***** TEXT SEGMENT *****

The business applications of this so-called “map and zap research” are still being investigated, with more of them to be revealed this year.
Materials advance
The spruikers of graphene say this one-atom-thick material is 200 times stronger than steel, harder than diamond and has extraordinary electrical conductivity. Craig Nicol, chair of the Australian Graphene Industry Association, is convinced it will change the world the way silicon did with the advent of the silicon microchip that powers mobile phones and computers. We will likely see graphene used in electronics, filtration, ultra-sensitive sensors, lubrication and all manner of materials.
Nicol is also founder and CEO of GMG, which produces coatings that use graphene’s heat transfer properties to make airconditioners run more efficiently. The Brisbane-based company is also working with the University of Queensland to bring energy-dense graphene aluminium-ion batteries to market, which they hope will one day power everything from watches to phones, and eventually cars and aircraft, while also backing up power grids. Nicol plans to debut a prototype watch-camera “coin cell” by the end of this year, and in a phone in 2022. He believes we’ll eventually see phones that charge in less than a minute and run for three days. Others – including Samsung – are also working on graphene batteries, so the race is on.

*****

## AIM A
Copy out every line of the records below in full, adding 75 to each bounding-box coordinate they give, and leave out the pictures.

***** LISTED RECORDS *****

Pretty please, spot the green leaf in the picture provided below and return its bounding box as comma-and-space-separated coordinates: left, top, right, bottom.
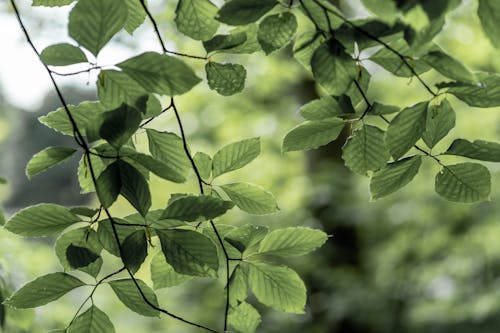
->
156, 229, 219, 277
220, 183, 279, 215
342, 125, 390, 176
205, 61, 247, 96
124, 0, 146, 35
248, 262, 306, 313
445, 139, 500, 162
68, 0, 128, 57
40, 43, 88, 66
55, 228, 102, 277
257, 12, 297, 54
116, 52, 201, 96
227, 302, 261, 333
435, 163, 491, 203
311, 39, 357, 95
447, 74, 500, 108
4, 272, 85, 309
151, 252, 193, 290
122, 230, 148, 273
300, 95, 345, 120
203, 32, 247, 53
161, 195, 234, 222
370, 156, 422, 199
68, 305, 115, 333
477, 0, 500, 48
217, 0, 278, 25
422, 99, 455, 149
96, 162, 122, 208
109, 279, 160, 317
97, 70, 147, 109
5, 204, 81, 237
117, 161, 151, 216
146, 128, 191, 182
422, 51, 475, 82
385, 102, 428, 160
259, 227, 328, 257
175, 0, 219, 40
212, 138, 260, 178
193, 152, 212, 179
31, 0, 75, 7
281, 118, 345, 152
26, 147, 76, 179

*****

## AIM B
Does the graphene text support each of these statements? (i) Graphene is said to be harder than diamond. (ii) GMG is based in Sydney. (iii) Nicol plans to put the coin cell in a phone in 2022.

## WRITTEN ANSWER A
Pretty please, spot the green leaf in the picture provided below and return its bounding box as comma-and-space-separated coordinates: left, top, right, bottom.
->
231, 304, 294, 352
295, 258, 354, 290
417, 200, 465, 251
280, 136, 322, 171
199, 75, 221, 110
323, 337, 381, 388
520, 214, 575, 237
143, 75, 203, 132
115, 118, 163, 141
130, 303, 177, 352
332, 87, 372, 129
191, 127, 276, 171
302, 377, 336, 408
510, 238, 566, 278
386, 114, 432, 170
522, 149, 575, 183
79, 347, 160, 384
226, 327, 268, 365
197, 305, 223, 348
375, 170, 420, 195
278, 107, 322, 128
236, 270, 309, 297
445, 231, 497, 274
143, 380, 190, 408
552, 75, 575, 123
292, 75, 353, 100
497, 174, 530, 224
171, 237, 197, 283
184, 354, 235, 392
172, 145, 222, 184
80, 279, 156, 312
192, 236, 226, 291
221, 203, 266, 257
497, 126, 550, 157
460, 177, 503, 235
334, 302, 403, 332
250, 75, 294, 115
287, 213, 335, 253
268, 227, 287, 254
106, 75, 150, 82
356, 193, 420, 227
101, 222, 151, 254

## WRITTEN ANSWER B
(i) Yes: "harder than diamond"
(ii) No: "The Brisbane-based company"
(iii) Yes: "and in a phone in 2022"